### 作業の指示
ドアの駆動と制御に関する抜粋のうち、「ベルト3は、上記ガイドレール」から「ト7を介して供給されている。」までを一字も変えずに繰り返して書くこと。

### 文書の抜粋
^^^^^^^^
ベルト3は、上記ガイドレールと平行を成して、従動プーリ5aと駆動プーリとの間に掛けられており、駆動プーリ5bは、モータ、例えば直流モータ4によって回転駆動される。この回転駆動によって、ドア2a、2bが、閉位置と開位置との間を互いに反対方向へ直線的に移動させられる。
【0031】
上記モータ4の制御は、制御装置1によって行われる。制御装置1は、例えば中央演算処理装置(以下、CPUと称す。)14を内蔵している。このCPU14には、制御装置1の外部、例えばドア開口の無目等に設けられたセンサ12から、このセンサ12がドア2a、2bの近辺に通行人等の物体が近づいたことを検知したときに出力する物体検知信号が、入出力インターフェースユニット(以下、I/Oユニットと称す。)13を介して供給されている。また、CPU14には、モータ4に取り付けられたエンコーダ6から出力されるエンコーダパルス(以下、単にパルスと称す。)も、I/Oユニット7を介して供給されている。
^^^^^^^^
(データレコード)
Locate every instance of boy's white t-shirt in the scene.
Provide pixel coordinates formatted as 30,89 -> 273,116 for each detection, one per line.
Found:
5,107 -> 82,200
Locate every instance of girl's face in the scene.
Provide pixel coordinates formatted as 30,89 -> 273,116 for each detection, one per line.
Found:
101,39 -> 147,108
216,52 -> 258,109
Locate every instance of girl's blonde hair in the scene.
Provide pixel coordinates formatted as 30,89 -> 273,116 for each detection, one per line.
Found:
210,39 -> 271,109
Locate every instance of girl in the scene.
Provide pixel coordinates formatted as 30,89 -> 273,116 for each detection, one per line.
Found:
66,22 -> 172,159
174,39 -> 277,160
^^^^^^^^
### 指示への回答
ベルト3は、上記ガイドレールと平行を成して、従動プーリ5aと駆動プーリとの間に掛けられており、駆動プーリ5bは、モータ、例えば直流モータ4によって回転駆動される。この回転駆動によって、ドア2a、2bが、閉位置と開位置との間を互いに反対方向へ直線的に移動させられる。
【0031】
上記モータ4の制御は、制御装置1によって行われる。制御装置1は、例えば中央演算処理装置(以下、CPUと称す。)14を内蔵している。このCPU14には、制御装置1の外部、例えばドア開口の無目等に設けられたセンサ12から、このセンサ12がドア2a、2bの近辺に通行人等の物体が近づいたことを検知したときに出力する物体検知信号が、入出力インターフェースユニット(以下、I/Oユニットと称す。)13を介して供給されている。また、CPU14には、モータ4に取り付けられたエンコーダ6から出力されるエンコーダパルス(以下、単にパルスと称す。)も、I/Oユニット7を介して供給されている。